Starting with the line containing "Could you please locate the white" and going on through the end of the records, copy those lines out again, requests included, but shift every bounding box coordinate in the answers up by 121. Leave the numbers in the requests and their format samples unchanged.
—————
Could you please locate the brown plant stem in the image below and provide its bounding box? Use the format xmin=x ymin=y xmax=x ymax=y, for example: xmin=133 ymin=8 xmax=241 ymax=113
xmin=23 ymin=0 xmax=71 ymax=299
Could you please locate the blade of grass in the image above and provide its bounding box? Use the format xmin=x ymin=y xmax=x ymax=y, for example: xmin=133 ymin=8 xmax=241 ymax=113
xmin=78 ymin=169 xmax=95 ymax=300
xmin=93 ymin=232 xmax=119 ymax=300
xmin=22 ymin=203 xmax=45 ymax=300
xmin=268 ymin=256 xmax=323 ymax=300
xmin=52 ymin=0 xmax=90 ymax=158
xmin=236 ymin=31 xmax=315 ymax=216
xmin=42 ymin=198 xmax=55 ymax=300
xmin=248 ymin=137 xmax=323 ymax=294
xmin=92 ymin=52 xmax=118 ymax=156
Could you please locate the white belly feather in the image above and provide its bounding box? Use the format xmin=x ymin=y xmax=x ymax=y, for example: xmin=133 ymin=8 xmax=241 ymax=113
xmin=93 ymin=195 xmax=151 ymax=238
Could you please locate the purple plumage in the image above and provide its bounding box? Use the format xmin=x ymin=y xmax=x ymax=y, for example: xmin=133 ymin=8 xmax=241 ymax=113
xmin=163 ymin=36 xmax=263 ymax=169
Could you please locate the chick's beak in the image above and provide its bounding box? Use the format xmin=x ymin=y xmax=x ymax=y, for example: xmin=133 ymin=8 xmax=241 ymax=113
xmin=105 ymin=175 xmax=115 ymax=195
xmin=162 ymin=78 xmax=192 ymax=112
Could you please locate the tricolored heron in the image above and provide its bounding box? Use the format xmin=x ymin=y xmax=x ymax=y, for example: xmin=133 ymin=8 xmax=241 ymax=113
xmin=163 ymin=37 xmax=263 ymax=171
—————
▶ **Task output**
Could you please locate the white belly feather in the image above and provide its bounding box? Use the format xmin=x ymin=y xmax=x ymax=y, for example: xmin=133 ymin=8 xmax=241 ymax=113
xmin=214 ymin=316 xmax=272 ymax=359
Could you please locate the purple plumage in the image above and provide its bounding box? Use the format xmin=x ymin=y xmax=x ymax=y, for example: xmin=133 ymin=8 xmax=241 ymax=113
xmin=284 ymin=157 xmax=384 ymax=290
Could you please locate the chick's beak in the image above and provide its bounding box? Use the format xmin=x ymin=y xmax=x ymax=y, for example: xmin=133 ymin=8 xmax=241 ymax=113
xmin=226 ymin=296 xmax=236 ymax=316
xmin=283 ymin=199 xmax=313 ymax=233
Could you please locate the tricolored heron in the image above and provide its bounding box? Use the format xmin=x ymin=y xmax=x ymax=y, for example: xmin=133 ymin=8 xmax=241 ymax=113
xmin=284 ymin=158 xmax=384 ymax=292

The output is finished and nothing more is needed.